== EXTRAIT DU TEXTE ==

○ ○ ○ ○ ○

Elle précise encore : Un jardin d'essai colonial est créé en 1899 dans le bois de Vincennes pour coordonner les expériences agronomiques et réintroduire des végétaux exotiques sur de nouveaux sites de production. Ainsi, des plants de café, cacaoyer, vanille, bananiers... sont cultivés sous serre puis expédiés vers diverses colonies. De mai à octobre 1907, le site est transformé pour abriter cinq villages de l'exposition coloniale: villages indochinois, malgache, congolais, ferme soudanaise et campement touareg. Le jardin a été ensuite abandonné et la végétation a repris ses droits... Après la première guerre mondiale, il a accueilli des monuments aux morts en hommage aux soldats originaires des anciennes colonies. Le pavillon de l'Indochine a été restauré et propose désormais des expositions temporaires.



Un document d’ensemble est accessible sur :

http://www.apur.org/sites/default/files/documents/jardin_agronomie_tropicale.pdf



Dans ce jardin, nous devons prendre de front notre histoire, ici coloniale, mais à la fois d’un point de vue post-colonial et en considération des migrations qui caractérisent les mondes post-coloniaux. En ce sens, la rénovation de l’ensemble est souhaitable, elle contribuerait à faire entendre ce qu’est et a été cette histoire et donnerait consistance à des réponses nécessaires aux questions que de nombreux citoyennes et citoyens se posent, relativement au livre noir du passé colonial. Cette rénovation devrait alors faire l’objet d’un travail sur l’art colonial imposé au partage colonial, sur ce partage même et ses critères raciaux, ainsi que sur l’imposition du langage du colonisateur, et sur le refus toujours en cours de toute appréhension de l’art et de la langue des pays devenus indépendants.

○ ○ ○ ○ ○

== DONNÉES FOURNIES ==
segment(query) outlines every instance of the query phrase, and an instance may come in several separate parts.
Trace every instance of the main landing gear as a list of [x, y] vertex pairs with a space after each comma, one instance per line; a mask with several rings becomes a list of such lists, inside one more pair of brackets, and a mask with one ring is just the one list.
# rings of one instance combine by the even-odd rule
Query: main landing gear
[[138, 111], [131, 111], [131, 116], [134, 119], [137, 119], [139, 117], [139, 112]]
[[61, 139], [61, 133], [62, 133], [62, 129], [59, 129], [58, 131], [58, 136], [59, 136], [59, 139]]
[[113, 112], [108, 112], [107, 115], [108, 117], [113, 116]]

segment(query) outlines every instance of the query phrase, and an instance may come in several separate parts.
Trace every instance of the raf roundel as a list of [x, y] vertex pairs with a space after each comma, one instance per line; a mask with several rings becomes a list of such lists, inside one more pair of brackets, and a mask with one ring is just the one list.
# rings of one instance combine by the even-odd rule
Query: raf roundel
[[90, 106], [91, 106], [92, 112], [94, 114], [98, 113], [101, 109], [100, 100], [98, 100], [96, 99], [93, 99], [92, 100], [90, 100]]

○ ○ ○ ○ ○

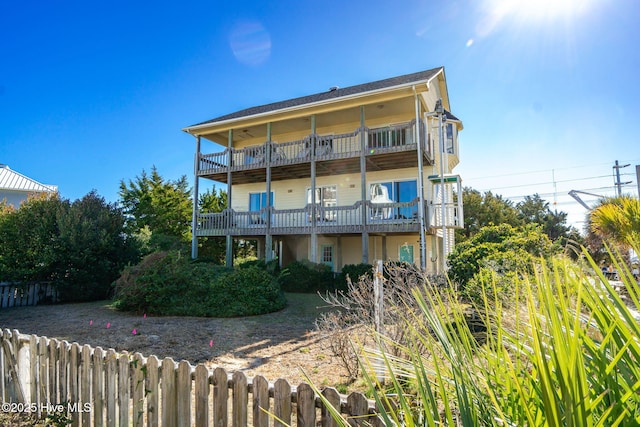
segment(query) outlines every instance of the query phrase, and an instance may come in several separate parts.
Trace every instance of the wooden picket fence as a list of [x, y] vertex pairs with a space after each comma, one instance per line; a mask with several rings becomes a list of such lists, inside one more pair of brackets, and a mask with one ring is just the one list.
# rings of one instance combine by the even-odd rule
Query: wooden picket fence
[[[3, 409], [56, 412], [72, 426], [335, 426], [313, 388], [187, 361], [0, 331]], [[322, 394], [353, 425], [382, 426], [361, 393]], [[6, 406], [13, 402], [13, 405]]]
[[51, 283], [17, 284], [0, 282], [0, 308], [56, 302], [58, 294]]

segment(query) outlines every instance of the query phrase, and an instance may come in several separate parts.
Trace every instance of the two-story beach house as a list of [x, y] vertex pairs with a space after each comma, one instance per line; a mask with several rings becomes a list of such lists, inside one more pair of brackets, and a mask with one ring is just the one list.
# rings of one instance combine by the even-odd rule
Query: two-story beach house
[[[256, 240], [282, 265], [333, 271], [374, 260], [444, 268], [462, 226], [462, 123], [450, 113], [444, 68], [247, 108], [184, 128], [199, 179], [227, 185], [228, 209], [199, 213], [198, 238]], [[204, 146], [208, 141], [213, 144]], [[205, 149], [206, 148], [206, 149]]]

○ ○ ○ ○ ○

== CONSIGNE 1 ==
Recopiez un passage de l'extrait sur le jardin d'essai colonial de Vincennes : commencez aux mots « Dans ce jardin, nous » et arrêtez-vous après « pays devenus indépendants. ».
== CONSIGNE 2 ==
Pour chacune des affirmations suivantes, indiquez par oui ou par non si elle concorde avec l'extrait sur le jardin d'essai colonial de Vincennes, et citez à l'identique les mots du texte qui tranchent.
(a) Le jardin d'essai colonial a été créé en 1899 dans le bois de Vincennes.
(b) Les villages de l'exposition coloniale ont occupé le site de janvier à juin 1907.
(c) Le pavillon de l'Indochine a été démoli après la première guerre mondiale.
== CONSIGNE 3 ==
Prolongez l'extrait sur le jardin d'essai colonial de Vincennes au-delà de sa dernière phrase.

== RÉPONSE ATTENDUE 1 ==
Dans ce jardin, nous devons prendre de front notre histoire, ici coloniale, mais à la fois d’un point de vue post-colonial et en considération des migrations qui caractérisent les mondes post-coloniaux. En ce sens, la rénovation de l’ensemble est souhaitable, elle contribuerait à faire entendre ce qu’est et a été cette histoire et donnerait consistance à des réponses nécessaires aux questions que de nombreux citoyennes et citoyens se posent, relativement au livre noir du passé colonial. Cette rénovation devrait alors faire l’objet d’un travail sur l’art colonial imposé au partage colonial, sur ce partage même et ses critères raciaux, ainsi que sur l’imposition du langage du colonisateur, et sur le refus toujours en cours de toute appréhension de l’art et de la langue des pays devenus indépendants.

== RÉPONSE ATTENDUE 2 ==
(a) Oui : « Un jardin d'essai colonial est créé en 1899 dans le bois de Vincennes ».
(b) Non : « De mai à octobre 1907, le site est transformé pour abriter cinq villages de l'exposition coloniale ».
(c) Non : « Le pavillon de l'Indochine a été restauré et propose désormais des expositions temporaires. »

== RÉPONSE ATTENDUE 3 ==
Mais on remarque, non moins, outre les monuments en ruine de cette exposition, trois stèles plus tardives, dédiées aux morts de la Première Guerre mondiale, dont la lecture est à la fois glaçante et nécessaire. Elles séparent les « soldats morts pour la France », des « soldats coloniaux » morts durant la même guerre et des « soldats noirs morts pour la France ». Trois stèles, trois inscriptions, trois distinctions, autant de discriminations et de constructions historiques qui ne peuvent laisser la pensée en repos. Ces stèles ne sont pas honorées, par différence d’ailleurs avec d’autres monuments aux morts (Malgache, Cambodgien,...) qui demeurent des lieux de rassemblement et de commémoration.



La mémoire collective nationale est sélective, on le sait. Elle construit les fictions qui sont requises, selon les gouvernements, pour entretenir, réveiller, promouvoir « l’unité » nationale. Les abandons de monuments sont non moins significatifs.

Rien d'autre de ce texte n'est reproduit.